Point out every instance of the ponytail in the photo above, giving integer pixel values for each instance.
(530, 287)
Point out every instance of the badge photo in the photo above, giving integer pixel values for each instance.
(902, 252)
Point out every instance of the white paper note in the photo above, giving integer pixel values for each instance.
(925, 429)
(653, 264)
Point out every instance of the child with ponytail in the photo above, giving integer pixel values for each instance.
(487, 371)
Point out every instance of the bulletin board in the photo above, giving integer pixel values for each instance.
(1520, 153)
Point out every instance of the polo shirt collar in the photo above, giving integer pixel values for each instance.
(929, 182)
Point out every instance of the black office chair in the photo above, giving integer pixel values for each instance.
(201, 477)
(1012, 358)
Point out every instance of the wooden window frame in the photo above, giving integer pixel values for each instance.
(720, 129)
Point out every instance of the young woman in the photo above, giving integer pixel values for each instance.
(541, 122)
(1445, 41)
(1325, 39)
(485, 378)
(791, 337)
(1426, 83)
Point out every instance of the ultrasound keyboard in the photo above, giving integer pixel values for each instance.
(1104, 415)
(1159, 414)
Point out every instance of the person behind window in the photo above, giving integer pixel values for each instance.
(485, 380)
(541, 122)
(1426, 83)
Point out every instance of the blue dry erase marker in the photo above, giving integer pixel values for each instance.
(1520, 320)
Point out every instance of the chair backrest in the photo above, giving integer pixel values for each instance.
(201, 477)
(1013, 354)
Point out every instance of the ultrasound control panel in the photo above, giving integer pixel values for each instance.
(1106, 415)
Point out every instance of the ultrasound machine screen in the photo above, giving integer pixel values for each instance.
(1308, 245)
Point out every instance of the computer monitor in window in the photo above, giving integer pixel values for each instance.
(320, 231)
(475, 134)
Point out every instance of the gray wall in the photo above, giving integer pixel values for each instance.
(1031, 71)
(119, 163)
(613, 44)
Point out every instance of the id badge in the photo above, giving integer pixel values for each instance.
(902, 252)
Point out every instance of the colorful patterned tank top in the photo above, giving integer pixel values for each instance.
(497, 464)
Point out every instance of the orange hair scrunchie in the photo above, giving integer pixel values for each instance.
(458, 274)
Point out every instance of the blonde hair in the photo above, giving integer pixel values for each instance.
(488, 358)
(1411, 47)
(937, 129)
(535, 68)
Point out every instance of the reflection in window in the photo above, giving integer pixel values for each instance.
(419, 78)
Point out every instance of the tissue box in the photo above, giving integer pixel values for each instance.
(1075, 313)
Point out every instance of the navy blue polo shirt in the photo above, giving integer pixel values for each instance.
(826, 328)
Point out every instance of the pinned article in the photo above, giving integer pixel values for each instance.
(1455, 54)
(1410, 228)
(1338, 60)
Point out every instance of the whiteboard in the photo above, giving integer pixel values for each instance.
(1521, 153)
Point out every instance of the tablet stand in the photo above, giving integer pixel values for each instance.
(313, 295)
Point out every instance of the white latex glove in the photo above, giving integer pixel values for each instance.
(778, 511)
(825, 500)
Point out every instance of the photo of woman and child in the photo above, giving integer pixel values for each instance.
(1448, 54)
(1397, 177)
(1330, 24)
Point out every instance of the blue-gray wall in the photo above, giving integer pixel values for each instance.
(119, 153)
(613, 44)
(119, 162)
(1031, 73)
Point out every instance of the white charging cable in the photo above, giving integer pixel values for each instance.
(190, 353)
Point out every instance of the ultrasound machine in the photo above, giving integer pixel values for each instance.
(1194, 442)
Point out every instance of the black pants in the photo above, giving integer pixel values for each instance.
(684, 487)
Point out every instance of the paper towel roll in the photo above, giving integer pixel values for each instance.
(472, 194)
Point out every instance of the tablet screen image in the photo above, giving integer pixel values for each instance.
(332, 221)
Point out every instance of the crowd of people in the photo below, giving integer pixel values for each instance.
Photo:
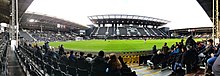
(190, 56)
(51, 36)
(87, 65)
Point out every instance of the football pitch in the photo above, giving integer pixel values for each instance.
(115, 45)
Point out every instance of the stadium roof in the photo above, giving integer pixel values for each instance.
(198, 29)
(127, 19)
(5, 9)
(36, 21)
(207, 6)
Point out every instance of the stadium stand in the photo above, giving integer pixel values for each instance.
(122, 26)
(49, 63)
(26, 35)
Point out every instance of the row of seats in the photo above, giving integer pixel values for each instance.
(3, 56)
(123, 31)
(42, 66)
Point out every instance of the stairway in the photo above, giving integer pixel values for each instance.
(14, 68)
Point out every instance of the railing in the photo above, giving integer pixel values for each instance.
(4, 60)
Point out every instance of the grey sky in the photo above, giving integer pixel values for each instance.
(181, 13)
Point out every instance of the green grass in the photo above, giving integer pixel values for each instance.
(114, 45)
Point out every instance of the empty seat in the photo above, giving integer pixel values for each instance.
(71, 71)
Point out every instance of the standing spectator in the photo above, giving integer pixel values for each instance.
(72, 59)
(216, 67)
(114, 66)
(165, 49)
(46, 46)
(61, 49)
(190, 42)
(89, 58)
(154, 49)
(82, 65)
(189, 59)
(99, 65)
(64, 58)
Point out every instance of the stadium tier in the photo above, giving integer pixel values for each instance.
(123, 31)
(122, 25)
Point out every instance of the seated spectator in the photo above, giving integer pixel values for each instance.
(114, 66)
(99, 65)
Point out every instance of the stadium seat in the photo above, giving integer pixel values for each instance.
(72, 71)
(62, 67)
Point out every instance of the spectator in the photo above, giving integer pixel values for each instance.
(165, 49)
(216, 67)
(190, 42)
(83, 65)
(46, 46)
(99, 65)
(72, 59)
(61, 49)
(68, 54)
(154, 49)
(189, 59)
(64, 58)
(89, 58)
(76, 55)
(114, 66)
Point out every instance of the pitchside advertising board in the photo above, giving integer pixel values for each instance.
(82, 32)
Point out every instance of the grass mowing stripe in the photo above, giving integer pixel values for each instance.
(115, 45)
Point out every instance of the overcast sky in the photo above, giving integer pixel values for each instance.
(181, 13)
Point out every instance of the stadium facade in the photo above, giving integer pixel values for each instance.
(126, 26)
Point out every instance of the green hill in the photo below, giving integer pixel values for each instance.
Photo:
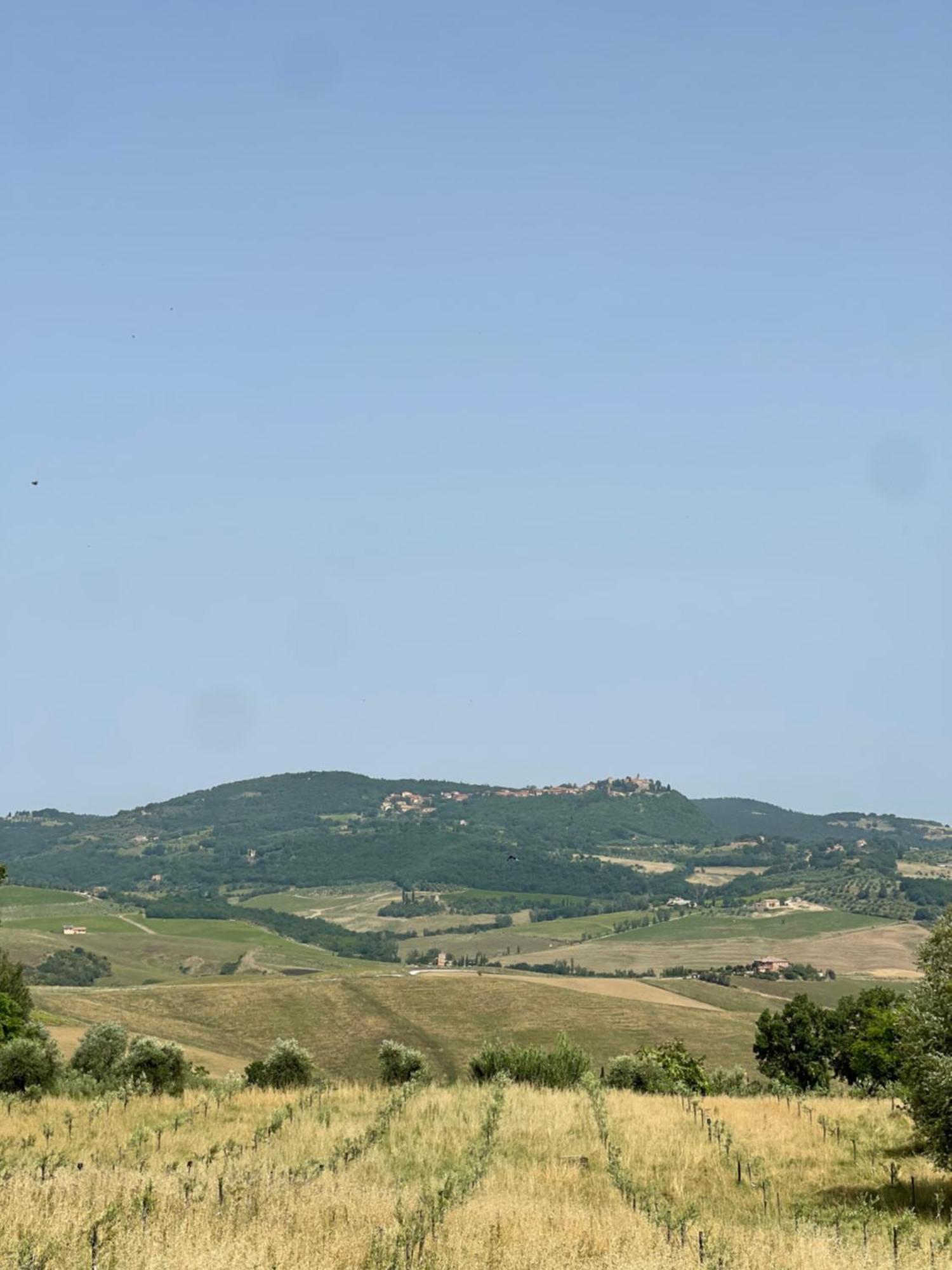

● **Exercise**
Filter these records, keeping every line where the word "below" occurs.

● **Solved exercise**
Point out every instance of the crowd of people in the photo below, giving integer pixel values for each instance.
Point out every instance of the green hill in the photo below, giving integer pixel values for each instance.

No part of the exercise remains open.